# start of PROVIDED DATA

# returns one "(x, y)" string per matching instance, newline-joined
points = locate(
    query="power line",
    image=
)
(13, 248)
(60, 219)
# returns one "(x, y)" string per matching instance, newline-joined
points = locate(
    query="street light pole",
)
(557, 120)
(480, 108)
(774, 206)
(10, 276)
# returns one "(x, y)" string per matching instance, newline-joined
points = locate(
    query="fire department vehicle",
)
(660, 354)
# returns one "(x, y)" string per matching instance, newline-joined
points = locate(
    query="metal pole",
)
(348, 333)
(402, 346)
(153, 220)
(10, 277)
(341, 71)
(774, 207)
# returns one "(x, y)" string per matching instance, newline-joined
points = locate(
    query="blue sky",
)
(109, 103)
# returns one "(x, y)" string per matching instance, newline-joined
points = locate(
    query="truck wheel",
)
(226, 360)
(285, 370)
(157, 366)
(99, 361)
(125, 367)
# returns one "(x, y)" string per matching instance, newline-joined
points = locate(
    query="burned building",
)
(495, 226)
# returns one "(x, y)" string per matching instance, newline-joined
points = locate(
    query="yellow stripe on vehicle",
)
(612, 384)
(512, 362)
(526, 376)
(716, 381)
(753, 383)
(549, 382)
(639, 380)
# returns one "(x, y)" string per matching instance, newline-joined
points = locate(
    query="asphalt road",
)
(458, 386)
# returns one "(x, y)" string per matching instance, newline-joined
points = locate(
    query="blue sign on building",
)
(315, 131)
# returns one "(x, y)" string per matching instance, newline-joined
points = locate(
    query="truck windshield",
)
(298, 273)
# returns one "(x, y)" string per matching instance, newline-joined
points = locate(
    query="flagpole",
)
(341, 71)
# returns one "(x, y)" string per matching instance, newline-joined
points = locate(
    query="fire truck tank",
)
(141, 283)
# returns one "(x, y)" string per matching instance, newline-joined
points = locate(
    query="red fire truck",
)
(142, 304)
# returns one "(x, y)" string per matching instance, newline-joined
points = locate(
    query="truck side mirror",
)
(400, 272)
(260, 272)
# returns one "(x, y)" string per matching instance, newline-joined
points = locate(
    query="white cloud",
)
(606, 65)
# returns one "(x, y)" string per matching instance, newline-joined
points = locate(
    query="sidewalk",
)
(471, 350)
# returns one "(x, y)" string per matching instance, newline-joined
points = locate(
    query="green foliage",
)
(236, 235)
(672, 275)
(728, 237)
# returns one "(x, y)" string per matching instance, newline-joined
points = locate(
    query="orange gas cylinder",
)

# end of PROVIDED DATA

* **TO DO**
Copy all the records above exactly, missing none.

* **OUTPUT OF THE TASK**
# returns one "(x, y)" string per matching instance, newline-joined
points = locate(
    query="power line",
    image=
)
(13, 248)
(60, 219)
# returns one "(x, y)" string per matching instance, newline-joined
points = locate(
    query="street light pole",
)
(557, 120)
(480, 108)
(774, 206)
(10, 276)
# returns one "(x, y)" string per matching instance, newline-joined
points = locate(
    query="fire department vehicle",
)
(660, 354)
# returns one "(x, y)" string per matching instance, newline-joined
points = locate(
    query="metal pole",
)
(348, 333)
(402, 346)
(153, 220)
(10, 277)
(341, 71)
(774, 207)
# returns one "(x, y)" string per matching instance, newline-joined
points = locate(
    query="blue sky",
)
(109, 103)
# returns one "(x, y)" string per matching instance, newline-joined
points = locate(
    query="truck wheel",
)
(226, 360)
(285, 370)
(157, 366)
(99, 361)
(125, 367)
# returns one "(x, y)" string per matching instance, newline-joined
points = locate(
    query="burned building",
)
(495, 226)
# returns one "(x, y)" string per matching instance, newline-joined
points = locate(
    query="yellow stripe on vehicle",
)
(612, 384)
(512, 362)
(526, 376)
(716, 381)
(753, 383)
(549, 382)
(639, 380)
# returns one "(x, y)" string per matching instance, newline-joined
points = locate(
    query="asphalt road",
)
(458, 386)
# returns one "(x, y)" string per matching instance, newline-joined
points = locate(
    query="blue sign on building",
)
(315, 131)
# returns one "(x, y)" string per matching instance, newline-joined
points = locate(
    query="truck windshield",
)
(298, 273)
# returns one "(x, y)" string per matching instance, newline-joined
points = locate(
    query="flagpole",
)
(341, 71)
# returns one "(x, y)" string per matching instance, newline-joined
points = locate(
    query="fire truck tank",
)
(141, 283)
# returns one "(x, y)" string per matching instance, newline-joined
points = locate(
    query="red fire truck",
)
(142, 304)
# returns one "(x, y)" string per matching instance, newline-joined
points = locate(
    query="truck side mirror",
)
(400, 272)
(260, 272)
# returns one "(x, y)" string per matching instance, newline-joined
points = locate(
    query="white cloud",
)
(606, 65)
# returns one "(x, y)" string per matching instance, newline-joined
points = locate(
    query="sidewalk",
)
(471, 350)
# returns one "(x, y)" string per matching instance, newline-joined
points = locate(
    query="green foliage",
)
(236, 235)
(672, 275)
(728, 237)
# returns one "(x, y)" string per matching instance, newline-joined
points = locate(
    query="orange gas cylinder",
)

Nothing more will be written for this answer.